▶ What is being asked
Convert the lines of the listing below, from the line containing "top-left (21, 292), bottom-right (63, 377)" through the line containing "top-left (318, 195), bottom-right (456, 288)", inclusive, into a numbered list, leaving out any blank lines.

[start]

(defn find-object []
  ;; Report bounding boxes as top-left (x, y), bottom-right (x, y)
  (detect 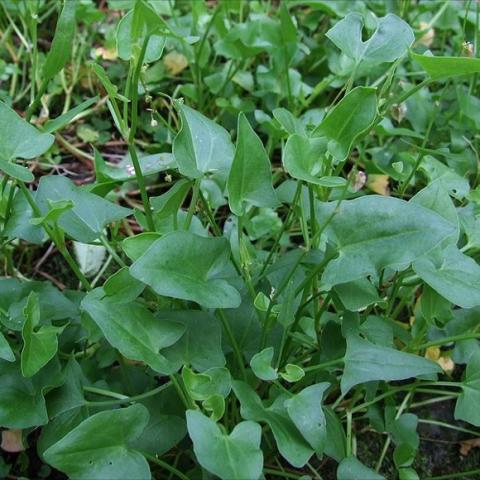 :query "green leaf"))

top-left (21, 292), bottom-right (63, 377)
top-left (130, 231), bottom-right (240, 308)
top-left (30, 200), bottom-right (73, 225)
top-left (337, 457), bottom-right (385, 480)
top-left (0, 360), bottom-right (48, 428)
top-left (150, 179), bottom-right (192, 218)
top-left (0, 332), bottom-right (15, 362)
top-left (0, 102), bottom-right (54, 182)
top-left (186, 410), bottom-right (263, 480)
top-left (122, 232), bottom-right (161, 261)
top-left (280, 363), bottom-right (305, 383)
top-left (182, 366), bottom-right (232, 400)
top-left (35, 175), bottom-right (131, 243)
top-left (173, 102), bottom-right (234, 179)
top-left (116, 9), bottom-right (166, 63)
top-left (318, 195), bottom-right (456, 288)
top-left (455, 352), bottom-right (480, 427)
top-left (157, 310), bottom-right (225, 372)
top-left (325, 13), bottom-right (415, 66)
top-left (73, 242), bottom-right (107, 277)
top-left (250, 347), bottom-right (278, 382)
top-left (412, 245), bottom-right (480, 308)
top-left (43, 96), bottom-right (99, 133)
top-left (282, 134), bottom-right (327, 185)
top-left (312, 87), bottom-right (377, 162)
top-left (341, 335), bottom-right (442, 394)
top-left (410, 52), bottom-right (480, 80)
top-left (334, 278), bottom-right (382, 312)
top-left (43, 404), bottom-right (151, 480)
top-left (81, 288), bottom-right (185, 375)
top-left (227, 113), bottom-right (278, 216)
top-left (103, 267), bottom-right (145, 303)
top-left (232, 381), bottom-right (314, 468)
top-left (285, 383), bottom-right (330, 455)
top-left (41, 0), bottom-right (77, 82)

[end]

▶ Task answer
1. top-left (21, 292), bottom-right (63, 377)
2. top-left (130, 231), bottom-right (240, 308)
3. top-left (30, 200), bottom-right (73, 225)
4. top-left (337, 457), bottom-right (385, 480)
5. top-left (0, 360), bottom-right (48, 428)
6. top-left (150, 179), bottom-right (192, 218)
7. top-left (0, 332), bottom-right (15, 362)
8. top-left (0, 102), bottom-right (54, 182)
9. top-left (186, 410), bottom-right (263, 480)
10. top-left (122, 232), bottom-right (161, 261)
11. top-left (280, 363), bottom-right (305, 383)
12. top-left (182, 366), bottom-right (232, 400)
13. top-left (35, 175), bottom-right (131, 243)
14. top-left (173, 102), bottom-right (234, 179)
15. top-left (116, 9), bottom-right (166, 63)
16. top-left (318, 195), bottom-right (456, 288)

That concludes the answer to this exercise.